* Excerpt
Volume 523, November-December 2010
|Number of page(s)||9|
|Section||Planets and planetary systems|
|Published online||15 November 2010|
Interior structure models of GJ436b
Institut für Physik, Universität Rostock, Universitätsplatz 3,
2 Department of Astronomy and Astrophysics, University of California, Santa Cruz, CA 95064, USA
3 Astrophysikalisches Institut und Universitäts-Sternwarte Friedrich-Schiller-Universität Jena, Schillergässchen 2-3, 07745 Jena, Germany
Accepted: 6 August 2010
Context. GJ436b is the first extrasolar planet discovered that resembles Neptune in mass and radius. Two more are known (HAT-P-11b and Kepler-4b), and many more are expected to be found in the upcoming years. The particularly interesting property of Neptune-sized planets is that their mass Mp and radius Rp are close to theoretical M − R relations of water planets. Given Mp, Rp, and equilibrium temperature, however, various internal compositions are possible.
Aims. A broad set of interior structure models is presented here that illustrates the dependence of internal composition and possible phases of water occurring in presumably water-rich planets, such as GJ436b on the uncertainty in atmospheric temperature profile and mean density. We show how the set of solutions can be narrowed down if theoretical constraints from formation and model atmospheres are applied or potentially observational constraints for the atmospheric metallicity Z1 and the tidal Love number k2.
Methods. We model the interior by assuming either three layers (hydrogen-helium envelope, water layer, rock core) or two layers (H/He/H2O envelope, rocky core). For water, we use the equation of state H2O-REOS based on finite temperature – density functional theory – molecular dynamics (FT-DFT-MD) simulations.

* Records

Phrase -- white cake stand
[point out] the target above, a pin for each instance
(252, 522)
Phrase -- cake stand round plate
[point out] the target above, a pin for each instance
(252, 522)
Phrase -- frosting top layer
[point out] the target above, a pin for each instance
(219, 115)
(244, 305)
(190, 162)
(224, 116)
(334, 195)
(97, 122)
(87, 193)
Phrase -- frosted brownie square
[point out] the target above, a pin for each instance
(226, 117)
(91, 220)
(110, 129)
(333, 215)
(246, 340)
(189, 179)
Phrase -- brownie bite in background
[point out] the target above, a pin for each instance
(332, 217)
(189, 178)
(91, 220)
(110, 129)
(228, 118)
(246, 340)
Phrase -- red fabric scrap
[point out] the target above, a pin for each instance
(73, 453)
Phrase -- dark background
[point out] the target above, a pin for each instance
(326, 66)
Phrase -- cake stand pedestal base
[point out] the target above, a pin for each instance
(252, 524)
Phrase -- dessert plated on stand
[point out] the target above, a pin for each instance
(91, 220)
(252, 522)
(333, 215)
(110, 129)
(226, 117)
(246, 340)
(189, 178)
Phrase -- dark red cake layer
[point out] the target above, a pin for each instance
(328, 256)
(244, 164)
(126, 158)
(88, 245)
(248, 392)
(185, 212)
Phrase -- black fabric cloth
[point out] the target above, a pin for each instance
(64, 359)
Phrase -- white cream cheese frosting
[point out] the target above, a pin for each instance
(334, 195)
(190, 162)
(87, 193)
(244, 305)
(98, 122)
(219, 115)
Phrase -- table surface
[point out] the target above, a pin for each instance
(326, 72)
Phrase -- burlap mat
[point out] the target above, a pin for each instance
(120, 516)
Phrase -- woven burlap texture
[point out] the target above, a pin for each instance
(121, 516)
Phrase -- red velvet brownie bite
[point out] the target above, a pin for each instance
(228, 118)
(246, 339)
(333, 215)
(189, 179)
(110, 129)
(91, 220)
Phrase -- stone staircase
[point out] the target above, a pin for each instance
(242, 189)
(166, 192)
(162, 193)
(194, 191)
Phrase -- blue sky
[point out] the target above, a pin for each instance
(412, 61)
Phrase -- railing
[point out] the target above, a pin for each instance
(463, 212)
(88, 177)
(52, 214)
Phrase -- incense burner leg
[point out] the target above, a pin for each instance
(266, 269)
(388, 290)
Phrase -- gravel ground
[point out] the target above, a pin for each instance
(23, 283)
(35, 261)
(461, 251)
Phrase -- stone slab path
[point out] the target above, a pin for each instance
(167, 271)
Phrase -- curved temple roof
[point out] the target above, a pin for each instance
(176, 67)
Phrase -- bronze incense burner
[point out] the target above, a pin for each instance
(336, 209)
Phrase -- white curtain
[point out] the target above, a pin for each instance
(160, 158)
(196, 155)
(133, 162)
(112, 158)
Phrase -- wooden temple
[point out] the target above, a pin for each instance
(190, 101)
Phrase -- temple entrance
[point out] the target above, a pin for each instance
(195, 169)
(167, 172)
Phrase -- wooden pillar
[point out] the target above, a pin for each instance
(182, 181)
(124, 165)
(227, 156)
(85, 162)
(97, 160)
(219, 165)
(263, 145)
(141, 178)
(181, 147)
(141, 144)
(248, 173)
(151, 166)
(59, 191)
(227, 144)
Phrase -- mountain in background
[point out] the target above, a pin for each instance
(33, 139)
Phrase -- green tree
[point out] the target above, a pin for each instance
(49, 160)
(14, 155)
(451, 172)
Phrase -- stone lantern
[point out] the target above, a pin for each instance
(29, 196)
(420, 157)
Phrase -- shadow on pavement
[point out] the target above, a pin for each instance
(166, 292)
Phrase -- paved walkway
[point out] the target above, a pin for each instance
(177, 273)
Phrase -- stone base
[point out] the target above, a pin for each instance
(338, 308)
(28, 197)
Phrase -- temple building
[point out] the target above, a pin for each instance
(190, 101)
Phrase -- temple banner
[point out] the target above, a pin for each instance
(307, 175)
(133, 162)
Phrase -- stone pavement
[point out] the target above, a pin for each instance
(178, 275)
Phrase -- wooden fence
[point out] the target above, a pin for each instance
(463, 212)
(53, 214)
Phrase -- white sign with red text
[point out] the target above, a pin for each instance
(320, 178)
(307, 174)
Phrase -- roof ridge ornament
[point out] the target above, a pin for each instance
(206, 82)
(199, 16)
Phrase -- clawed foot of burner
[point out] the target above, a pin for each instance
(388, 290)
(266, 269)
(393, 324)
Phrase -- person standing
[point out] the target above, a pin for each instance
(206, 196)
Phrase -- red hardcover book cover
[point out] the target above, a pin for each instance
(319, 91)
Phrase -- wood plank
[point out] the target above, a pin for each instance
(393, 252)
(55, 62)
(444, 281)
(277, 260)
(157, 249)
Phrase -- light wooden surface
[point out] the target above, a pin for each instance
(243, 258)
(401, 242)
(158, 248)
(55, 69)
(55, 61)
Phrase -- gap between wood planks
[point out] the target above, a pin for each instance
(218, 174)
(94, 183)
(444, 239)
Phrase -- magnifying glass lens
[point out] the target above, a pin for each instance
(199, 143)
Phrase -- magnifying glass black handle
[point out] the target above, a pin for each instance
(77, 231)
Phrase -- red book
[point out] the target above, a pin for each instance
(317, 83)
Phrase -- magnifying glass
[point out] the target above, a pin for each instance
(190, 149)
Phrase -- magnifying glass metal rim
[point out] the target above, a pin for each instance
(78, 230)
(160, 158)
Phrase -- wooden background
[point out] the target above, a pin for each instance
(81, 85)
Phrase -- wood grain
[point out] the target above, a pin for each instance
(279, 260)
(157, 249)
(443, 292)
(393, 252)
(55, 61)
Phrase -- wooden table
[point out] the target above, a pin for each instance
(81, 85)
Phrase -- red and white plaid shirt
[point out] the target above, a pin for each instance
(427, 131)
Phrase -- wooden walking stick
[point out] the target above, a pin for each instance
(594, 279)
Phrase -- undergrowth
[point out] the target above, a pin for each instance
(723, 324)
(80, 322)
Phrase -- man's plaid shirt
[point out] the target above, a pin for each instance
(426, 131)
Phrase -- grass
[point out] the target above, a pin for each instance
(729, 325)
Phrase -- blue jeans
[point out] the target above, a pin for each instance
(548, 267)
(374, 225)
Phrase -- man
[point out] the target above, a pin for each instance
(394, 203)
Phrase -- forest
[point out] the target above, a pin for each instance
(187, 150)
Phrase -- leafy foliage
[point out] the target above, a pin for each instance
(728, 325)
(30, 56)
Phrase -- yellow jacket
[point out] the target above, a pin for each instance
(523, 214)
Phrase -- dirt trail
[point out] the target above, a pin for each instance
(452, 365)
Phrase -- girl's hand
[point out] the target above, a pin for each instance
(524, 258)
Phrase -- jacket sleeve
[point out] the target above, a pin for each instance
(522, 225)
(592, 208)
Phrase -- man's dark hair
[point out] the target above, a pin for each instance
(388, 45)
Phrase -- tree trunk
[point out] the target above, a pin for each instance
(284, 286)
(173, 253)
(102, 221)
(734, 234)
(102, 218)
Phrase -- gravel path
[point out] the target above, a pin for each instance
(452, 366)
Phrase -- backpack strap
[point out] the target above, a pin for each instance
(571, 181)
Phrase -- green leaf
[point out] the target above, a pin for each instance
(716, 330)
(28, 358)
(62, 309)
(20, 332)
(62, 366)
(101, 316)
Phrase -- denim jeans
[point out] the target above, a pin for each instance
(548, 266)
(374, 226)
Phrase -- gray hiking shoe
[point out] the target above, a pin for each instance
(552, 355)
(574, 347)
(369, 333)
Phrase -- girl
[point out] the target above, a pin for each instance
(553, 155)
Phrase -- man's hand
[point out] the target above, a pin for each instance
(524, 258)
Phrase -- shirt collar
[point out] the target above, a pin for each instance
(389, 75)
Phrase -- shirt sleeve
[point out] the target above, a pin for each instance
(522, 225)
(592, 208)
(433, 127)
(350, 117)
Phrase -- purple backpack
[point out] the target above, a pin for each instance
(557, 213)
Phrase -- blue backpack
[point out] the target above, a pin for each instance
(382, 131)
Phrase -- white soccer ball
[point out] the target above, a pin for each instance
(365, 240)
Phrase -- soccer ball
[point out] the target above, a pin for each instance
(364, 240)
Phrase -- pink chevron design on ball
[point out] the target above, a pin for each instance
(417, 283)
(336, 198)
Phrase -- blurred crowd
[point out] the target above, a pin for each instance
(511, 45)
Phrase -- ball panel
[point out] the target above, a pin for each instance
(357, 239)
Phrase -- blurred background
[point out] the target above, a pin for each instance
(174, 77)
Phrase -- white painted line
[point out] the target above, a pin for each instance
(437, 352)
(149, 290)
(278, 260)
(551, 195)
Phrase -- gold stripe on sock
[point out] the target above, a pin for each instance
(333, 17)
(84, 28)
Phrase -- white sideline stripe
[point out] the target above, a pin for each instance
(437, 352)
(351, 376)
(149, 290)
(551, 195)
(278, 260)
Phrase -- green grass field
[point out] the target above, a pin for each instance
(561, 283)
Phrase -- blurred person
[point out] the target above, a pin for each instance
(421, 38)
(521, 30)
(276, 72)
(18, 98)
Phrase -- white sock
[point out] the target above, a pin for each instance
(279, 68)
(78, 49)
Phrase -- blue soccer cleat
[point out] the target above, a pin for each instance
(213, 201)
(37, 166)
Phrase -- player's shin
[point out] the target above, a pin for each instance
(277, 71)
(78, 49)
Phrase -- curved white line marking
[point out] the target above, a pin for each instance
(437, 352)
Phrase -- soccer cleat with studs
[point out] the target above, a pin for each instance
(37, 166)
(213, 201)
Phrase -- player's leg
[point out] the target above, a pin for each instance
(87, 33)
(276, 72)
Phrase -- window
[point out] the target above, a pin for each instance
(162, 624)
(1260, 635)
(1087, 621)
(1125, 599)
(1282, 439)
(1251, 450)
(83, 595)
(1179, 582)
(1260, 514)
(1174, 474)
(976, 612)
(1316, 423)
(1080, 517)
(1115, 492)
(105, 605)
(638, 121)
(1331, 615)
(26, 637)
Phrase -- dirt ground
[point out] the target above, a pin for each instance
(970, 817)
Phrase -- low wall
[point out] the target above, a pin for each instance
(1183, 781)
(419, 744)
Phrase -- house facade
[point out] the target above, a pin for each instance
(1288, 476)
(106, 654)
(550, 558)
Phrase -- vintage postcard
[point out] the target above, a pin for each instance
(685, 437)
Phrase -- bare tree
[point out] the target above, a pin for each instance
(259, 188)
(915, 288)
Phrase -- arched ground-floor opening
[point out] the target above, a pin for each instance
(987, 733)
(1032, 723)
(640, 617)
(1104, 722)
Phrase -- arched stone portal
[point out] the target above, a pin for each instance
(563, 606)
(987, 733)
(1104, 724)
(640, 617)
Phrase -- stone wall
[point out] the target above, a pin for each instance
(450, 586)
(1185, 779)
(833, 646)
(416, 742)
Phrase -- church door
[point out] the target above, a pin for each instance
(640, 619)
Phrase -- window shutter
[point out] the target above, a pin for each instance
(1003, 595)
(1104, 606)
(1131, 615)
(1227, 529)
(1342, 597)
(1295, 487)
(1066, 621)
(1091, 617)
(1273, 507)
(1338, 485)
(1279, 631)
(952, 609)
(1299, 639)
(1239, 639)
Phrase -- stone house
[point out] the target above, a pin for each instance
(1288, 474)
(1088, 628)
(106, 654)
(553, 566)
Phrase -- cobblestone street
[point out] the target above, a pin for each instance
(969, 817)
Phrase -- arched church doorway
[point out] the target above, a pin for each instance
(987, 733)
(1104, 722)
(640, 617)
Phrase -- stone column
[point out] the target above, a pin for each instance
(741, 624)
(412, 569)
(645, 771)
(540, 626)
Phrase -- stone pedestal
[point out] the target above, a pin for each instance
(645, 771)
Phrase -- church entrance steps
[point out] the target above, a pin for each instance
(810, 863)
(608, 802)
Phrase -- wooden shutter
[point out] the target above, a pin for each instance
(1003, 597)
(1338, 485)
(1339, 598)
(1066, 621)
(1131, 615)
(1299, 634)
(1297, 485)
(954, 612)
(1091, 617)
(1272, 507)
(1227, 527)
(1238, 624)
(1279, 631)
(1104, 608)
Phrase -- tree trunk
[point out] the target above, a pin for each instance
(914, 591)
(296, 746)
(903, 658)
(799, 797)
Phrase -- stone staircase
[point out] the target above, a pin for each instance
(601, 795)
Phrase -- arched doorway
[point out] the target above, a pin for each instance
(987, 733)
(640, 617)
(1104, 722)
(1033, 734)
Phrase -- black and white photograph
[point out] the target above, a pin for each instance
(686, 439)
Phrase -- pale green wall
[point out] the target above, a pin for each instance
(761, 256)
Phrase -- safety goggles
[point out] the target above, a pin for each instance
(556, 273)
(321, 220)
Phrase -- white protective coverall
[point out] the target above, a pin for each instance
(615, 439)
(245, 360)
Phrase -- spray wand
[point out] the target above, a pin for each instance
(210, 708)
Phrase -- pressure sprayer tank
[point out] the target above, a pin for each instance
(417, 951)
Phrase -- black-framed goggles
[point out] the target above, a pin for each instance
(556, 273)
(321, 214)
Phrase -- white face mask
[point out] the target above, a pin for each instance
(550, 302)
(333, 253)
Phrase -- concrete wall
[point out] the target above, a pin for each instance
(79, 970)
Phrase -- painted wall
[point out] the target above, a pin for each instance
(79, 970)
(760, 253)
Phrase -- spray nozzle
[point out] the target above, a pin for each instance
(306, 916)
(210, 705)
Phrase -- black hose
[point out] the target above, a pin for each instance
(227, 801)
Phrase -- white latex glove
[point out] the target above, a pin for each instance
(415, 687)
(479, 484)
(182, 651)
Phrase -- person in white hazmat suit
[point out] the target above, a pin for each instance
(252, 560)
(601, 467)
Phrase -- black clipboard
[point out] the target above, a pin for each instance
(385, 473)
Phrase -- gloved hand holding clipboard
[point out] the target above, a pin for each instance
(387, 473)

* Requirement
Copy the GJ436b abstract between "Methods. We model" and "dynamics (FT-DFT-MD) simulations.", inclusive, and replace every "envelope" with "atmosphere".

* Exercise output
Methods. We model the interior by assuming either three layers (hydrogen-helium atmosphere, water layer, rock core) or two layers (H/He/H2O atmosphere, rocky core). For water, we use the equation of state H2O-REOS based on finite temperature – density functional theory – molecular dynamics (FT-DFT-MD) simulations.